**Given problem 1:**
Reproduce the part of the forum thread below from "Bought her in" up to and including "same rust color.".
* * *
I haven't seen anything in this thread that has any redeeming value at all. "Man's car"... HA! I laugh! 

Now THIS is a Man's vehicle!


----------



## Nicholas Savatgy (Dec 17, 2008)

Posted By Semper Vaporo on 10 Mar 2011 04:24 PM 
I haven't seen anything in this thread that has any redeeming value at all. "Man's car"... HA! I laugh! 

Now THIS is a Man's vehicle!






























And just so we are clear,

You still drive a horse and buggie? HE HE HE 


I kid cause 765 is a awsome beast,

Sure wish someone would make it in a Mans scale, 1/29th


----------



## Dave H (Jan 5, 2008)

Nick, 

Love your Camaro, Nice color. 

I also like it in Green: http://media.photobucket.com/image/camaro green/gsraysoul/ChevroletCamaro-green.jpg 

Look at this one:http://www.shopsfm.com/images/products/Camaro_Green-Lighting_03.jpg


----------



## Semper Vaporo (Jan 2, 2008)

Posted By Nicholas Savatgy on 10 Mar 2011 04:30 PM 
Posted By Semper Vaporo on 10 Mar 2011 04:24 PM 
I haven't seen anything in this thread that has any redeeming value at all. "Man's car"... HA! I laugh! 

Now THIS is a Man's vehicle!






























And just we are clear,

You still drive a *horse and buggie*? HE HE HE 


I kid cause 765 is a awsome beast,

Sure wish someone would make it in a Mans scale, 1/29th












As long as it is an *IRON horse* in front of that buggy!

Sorry, but 1:29 is a toy scale. 1:32 is the REAL scale for a MAN's engine!


----------



## Nicholas Savatgy (Dec 17, 2008)

Thanks Dave,

I like it alot.

That green is interesting, but not my color.



Im Old school, Black Red White the only colors ive bought in the last 20years......









Chics dig the car man, Chics dig the car............


----------



## Dave H (Jan 5, 2008)

Nick, 
They have a convertible coming out soon. 

Green: 

http://www.shopsfm.com/images/products/Camaro_Green-Lighting_03.jpg


----------



## Dave Meashey (Jan 2, 2008)

"Now THIS is a Man's vehicle!" 

Aw heck! The biggest hog I've run was only a 65 ton Porter 0-6-0. Guess I'm still a kid!








  
Best, 
David Meashey


----------



## Nicholas Savatgy (Dec 17, 2008)

Posted By Scottychaos on 10 Mar 2011 04:10 PM 
My first love: 










She had the smallest V8 ever factory installed in a Mustang, a 255. 
(she was still pretty peppy for her era though..) 
Bought her in 1988, when I was 18, she was a 1981 model. 
Drove her all through College and a few years beyond. 
finally had to take her off the road in 1994..she languished for another 5 years, stored outside. 
by 1999 she was too far gone, and she was towed off to her final retirement spot in a rural junkyard 
in the hills of southern NY..I like to think she is still out there to this day.. 
RIP old friend. 

Scot My brother had that same car but all the same rust color.

He let me use it for my Jr Prom, 1st time i got some was in the 

back seat of his Mustang at the Prom,









My 1st car was a used and abused 74 Vega,

Try picking up Chics with that, Even had a white racing stripe down

the side.
* * *
**Given problem 2:**
Write out, in the rows below, the lines from the line with "the flame, and" up to and including the line with "column 519, row 328".

**Input records:**
* * *
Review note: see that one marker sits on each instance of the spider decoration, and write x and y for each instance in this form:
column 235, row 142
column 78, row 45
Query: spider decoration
* * *
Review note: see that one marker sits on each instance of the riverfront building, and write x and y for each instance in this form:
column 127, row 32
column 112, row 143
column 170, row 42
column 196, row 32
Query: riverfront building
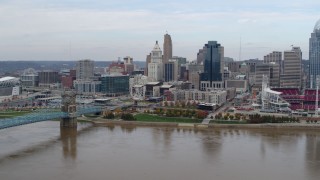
* * *
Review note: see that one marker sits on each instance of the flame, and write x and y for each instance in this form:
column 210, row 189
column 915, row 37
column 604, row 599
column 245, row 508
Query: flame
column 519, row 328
* * *
**Task response 1:**
Bought her in 1988, when I was 18, she was a 1981 model. 
Drove her all through College and a few years beyond. 
finally had to take her off the road in 1994..she languished for another 5 years, stored outside. 
by 1999 she was too far gone, and she was towed off to her final retirement spot in a rural junkyard 
in the hills of southern NY..I like to think she is still out there to this day.. 
RIP old friend. 

Scot My brother had that same car but all the same rust color.

**Task response 2:**
Review note: see that one marker sits on each instance of the flame, and write x and y for each instance in this form:
column 210, row 189
column 915, row 37
column 604, row 599
column 245, row 508
Query: flame
column 519, row 328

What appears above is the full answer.